Aim of the exercise:
Pull out every line in the rows below that contains the string "dreadlocks", treating uppercase and lowercase letters as distinct.

Records for this exercise:
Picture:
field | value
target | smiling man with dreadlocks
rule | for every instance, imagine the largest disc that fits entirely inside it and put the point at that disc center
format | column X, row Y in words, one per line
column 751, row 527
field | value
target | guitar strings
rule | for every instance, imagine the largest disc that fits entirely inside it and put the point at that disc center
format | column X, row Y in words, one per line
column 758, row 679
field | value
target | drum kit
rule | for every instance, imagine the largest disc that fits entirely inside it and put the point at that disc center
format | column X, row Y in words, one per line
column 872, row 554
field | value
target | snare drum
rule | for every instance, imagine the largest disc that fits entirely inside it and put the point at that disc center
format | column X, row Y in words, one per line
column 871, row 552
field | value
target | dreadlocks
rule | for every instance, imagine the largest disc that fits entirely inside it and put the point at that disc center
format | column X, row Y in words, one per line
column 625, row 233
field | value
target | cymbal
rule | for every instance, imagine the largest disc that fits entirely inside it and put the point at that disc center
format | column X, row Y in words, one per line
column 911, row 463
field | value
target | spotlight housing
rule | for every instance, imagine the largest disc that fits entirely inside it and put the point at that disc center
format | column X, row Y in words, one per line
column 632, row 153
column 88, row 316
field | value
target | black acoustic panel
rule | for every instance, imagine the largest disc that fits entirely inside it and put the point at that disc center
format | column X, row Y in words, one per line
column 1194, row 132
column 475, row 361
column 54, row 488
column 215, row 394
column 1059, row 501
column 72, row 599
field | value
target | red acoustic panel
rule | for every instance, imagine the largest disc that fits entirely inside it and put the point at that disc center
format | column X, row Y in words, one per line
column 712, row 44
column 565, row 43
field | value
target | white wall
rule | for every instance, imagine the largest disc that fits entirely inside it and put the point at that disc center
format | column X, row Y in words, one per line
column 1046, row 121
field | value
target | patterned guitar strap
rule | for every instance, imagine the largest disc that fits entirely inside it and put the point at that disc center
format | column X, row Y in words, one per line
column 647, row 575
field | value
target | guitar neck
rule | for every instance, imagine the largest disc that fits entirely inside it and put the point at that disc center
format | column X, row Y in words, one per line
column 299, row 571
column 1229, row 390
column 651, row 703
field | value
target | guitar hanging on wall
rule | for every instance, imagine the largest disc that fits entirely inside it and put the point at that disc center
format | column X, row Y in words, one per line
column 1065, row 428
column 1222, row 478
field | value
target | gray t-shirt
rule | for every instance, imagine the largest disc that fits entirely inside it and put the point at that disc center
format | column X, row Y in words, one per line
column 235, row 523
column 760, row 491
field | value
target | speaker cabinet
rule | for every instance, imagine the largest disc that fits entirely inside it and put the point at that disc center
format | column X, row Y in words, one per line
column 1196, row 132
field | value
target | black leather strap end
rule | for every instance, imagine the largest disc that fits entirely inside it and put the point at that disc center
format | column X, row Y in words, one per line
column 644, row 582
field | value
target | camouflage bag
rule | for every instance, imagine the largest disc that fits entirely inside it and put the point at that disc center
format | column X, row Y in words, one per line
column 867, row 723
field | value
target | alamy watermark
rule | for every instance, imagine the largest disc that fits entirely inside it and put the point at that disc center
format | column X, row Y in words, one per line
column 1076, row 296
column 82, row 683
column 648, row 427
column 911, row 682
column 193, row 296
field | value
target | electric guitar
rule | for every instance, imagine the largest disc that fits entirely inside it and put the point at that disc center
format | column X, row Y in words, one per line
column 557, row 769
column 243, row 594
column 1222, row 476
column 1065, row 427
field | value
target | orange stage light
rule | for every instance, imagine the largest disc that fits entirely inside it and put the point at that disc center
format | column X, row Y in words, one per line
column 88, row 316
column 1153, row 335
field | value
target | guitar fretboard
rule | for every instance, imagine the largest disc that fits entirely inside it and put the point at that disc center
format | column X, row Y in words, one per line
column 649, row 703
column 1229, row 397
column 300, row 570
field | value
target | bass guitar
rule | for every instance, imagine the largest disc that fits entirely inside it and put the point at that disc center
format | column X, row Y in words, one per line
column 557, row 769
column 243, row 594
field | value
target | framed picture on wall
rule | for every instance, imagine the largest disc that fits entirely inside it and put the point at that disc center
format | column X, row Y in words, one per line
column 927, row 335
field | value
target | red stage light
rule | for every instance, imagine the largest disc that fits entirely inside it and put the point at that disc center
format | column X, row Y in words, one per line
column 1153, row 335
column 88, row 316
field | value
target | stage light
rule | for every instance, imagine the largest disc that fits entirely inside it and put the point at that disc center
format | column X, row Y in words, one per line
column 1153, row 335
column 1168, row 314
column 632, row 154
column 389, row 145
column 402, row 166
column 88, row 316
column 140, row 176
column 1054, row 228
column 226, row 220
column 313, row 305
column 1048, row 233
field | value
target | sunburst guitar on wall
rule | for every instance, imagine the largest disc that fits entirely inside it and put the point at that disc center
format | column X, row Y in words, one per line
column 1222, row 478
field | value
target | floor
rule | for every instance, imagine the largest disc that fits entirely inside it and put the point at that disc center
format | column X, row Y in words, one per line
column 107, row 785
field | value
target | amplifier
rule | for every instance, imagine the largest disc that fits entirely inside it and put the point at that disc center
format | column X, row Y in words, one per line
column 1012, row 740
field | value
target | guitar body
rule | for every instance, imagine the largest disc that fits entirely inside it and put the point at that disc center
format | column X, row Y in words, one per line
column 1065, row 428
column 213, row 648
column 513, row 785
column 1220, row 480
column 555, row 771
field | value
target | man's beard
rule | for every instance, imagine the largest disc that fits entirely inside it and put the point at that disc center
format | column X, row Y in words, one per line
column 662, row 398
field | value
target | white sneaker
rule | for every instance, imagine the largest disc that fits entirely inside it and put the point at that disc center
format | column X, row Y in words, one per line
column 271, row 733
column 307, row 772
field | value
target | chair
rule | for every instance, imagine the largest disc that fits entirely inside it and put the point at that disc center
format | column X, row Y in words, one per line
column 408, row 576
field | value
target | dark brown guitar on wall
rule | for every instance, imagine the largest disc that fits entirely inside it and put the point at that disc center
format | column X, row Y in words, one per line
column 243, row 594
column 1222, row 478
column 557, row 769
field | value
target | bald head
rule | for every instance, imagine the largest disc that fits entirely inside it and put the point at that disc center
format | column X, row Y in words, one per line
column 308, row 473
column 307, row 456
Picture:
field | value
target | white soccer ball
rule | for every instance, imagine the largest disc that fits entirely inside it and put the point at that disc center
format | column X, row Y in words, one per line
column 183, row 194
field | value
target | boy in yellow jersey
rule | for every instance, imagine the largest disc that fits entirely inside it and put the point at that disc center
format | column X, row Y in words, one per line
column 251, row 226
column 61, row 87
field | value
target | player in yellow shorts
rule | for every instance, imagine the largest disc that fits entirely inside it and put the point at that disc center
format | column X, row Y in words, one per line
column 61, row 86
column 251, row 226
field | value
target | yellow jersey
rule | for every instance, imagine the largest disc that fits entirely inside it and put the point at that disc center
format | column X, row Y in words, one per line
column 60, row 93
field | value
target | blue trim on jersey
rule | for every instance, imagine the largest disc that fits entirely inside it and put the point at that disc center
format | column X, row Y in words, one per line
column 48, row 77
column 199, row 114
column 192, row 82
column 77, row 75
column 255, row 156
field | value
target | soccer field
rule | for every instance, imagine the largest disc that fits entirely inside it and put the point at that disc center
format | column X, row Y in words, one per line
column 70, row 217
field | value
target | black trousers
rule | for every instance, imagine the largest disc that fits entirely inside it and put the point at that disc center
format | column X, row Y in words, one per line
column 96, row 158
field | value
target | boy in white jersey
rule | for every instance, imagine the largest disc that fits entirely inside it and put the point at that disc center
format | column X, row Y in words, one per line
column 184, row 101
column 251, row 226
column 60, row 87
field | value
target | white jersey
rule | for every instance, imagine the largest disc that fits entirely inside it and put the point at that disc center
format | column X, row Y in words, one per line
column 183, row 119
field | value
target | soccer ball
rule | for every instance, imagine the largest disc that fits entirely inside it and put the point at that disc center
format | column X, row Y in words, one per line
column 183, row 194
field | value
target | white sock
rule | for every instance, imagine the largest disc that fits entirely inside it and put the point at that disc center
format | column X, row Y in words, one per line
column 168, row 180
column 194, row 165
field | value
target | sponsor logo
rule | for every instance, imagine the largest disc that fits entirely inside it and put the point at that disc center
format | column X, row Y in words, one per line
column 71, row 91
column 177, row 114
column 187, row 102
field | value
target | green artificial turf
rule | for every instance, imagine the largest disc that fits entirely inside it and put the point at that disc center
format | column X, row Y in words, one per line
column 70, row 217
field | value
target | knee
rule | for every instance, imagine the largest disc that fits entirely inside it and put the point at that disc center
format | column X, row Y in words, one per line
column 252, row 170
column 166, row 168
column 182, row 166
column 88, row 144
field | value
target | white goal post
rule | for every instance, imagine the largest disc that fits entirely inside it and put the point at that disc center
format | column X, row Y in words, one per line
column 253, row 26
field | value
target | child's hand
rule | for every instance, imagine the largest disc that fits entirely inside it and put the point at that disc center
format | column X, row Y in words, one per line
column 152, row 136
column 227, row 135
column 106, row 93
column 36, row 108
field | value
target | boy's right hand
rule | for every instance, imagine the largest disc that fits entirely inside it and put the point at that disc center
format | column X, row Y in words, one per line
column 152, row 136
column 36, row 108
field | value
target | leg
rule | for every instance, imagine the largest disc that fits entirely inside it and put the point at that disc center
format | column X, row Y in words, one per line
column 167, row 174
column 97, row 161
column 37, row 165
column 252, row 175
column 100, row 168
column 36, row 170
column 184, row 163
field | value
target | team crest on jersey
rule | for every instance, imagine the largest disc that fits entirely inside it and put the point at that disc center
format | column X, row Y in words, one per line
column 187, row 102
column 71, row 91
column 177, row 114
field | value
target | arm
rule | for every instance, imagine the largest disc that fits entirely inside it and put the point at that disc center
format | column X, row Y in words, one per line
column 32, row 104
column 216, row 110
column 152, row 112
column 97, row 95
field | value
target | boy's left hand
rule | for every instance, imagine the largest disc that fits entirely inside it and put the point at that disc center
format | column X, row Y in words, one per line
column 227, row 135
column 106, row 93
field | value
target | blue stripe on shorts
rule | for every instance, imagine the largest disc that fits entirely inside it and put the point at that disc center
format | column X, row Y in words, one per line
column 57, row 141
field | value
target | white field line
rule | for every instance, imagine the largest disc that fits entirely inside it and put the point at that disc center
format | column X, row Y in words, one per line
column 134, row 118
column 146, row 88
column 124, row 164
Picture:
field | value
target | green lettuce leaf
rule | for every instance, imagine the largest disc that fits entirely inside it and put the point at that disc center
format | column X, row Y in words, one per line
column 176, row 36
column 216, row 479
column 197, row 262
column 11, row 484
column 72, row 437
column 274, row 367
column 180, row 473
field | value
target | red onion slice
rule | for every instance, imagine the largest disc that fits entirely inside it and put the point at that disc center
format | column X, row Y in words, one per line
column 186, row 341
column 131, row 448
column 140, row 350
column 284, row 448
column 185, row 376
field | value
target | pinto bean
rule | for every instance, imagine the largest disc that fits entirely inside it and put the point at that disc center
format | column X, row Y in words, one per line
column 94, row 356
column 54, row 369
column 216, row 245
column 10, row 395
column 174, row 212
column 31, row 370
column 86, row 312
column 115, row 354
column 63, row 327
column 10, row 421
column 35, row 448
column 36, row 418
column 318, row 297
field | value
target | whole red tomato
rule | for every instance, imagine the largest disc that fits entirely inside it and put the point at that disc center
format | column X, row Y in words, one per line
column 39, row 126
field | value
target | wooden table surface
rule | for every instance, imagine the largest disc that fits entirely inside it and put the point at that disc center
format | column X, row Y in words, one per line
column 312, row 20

Written solution:
target | smiling man with dreadlocks
target | dreadlocks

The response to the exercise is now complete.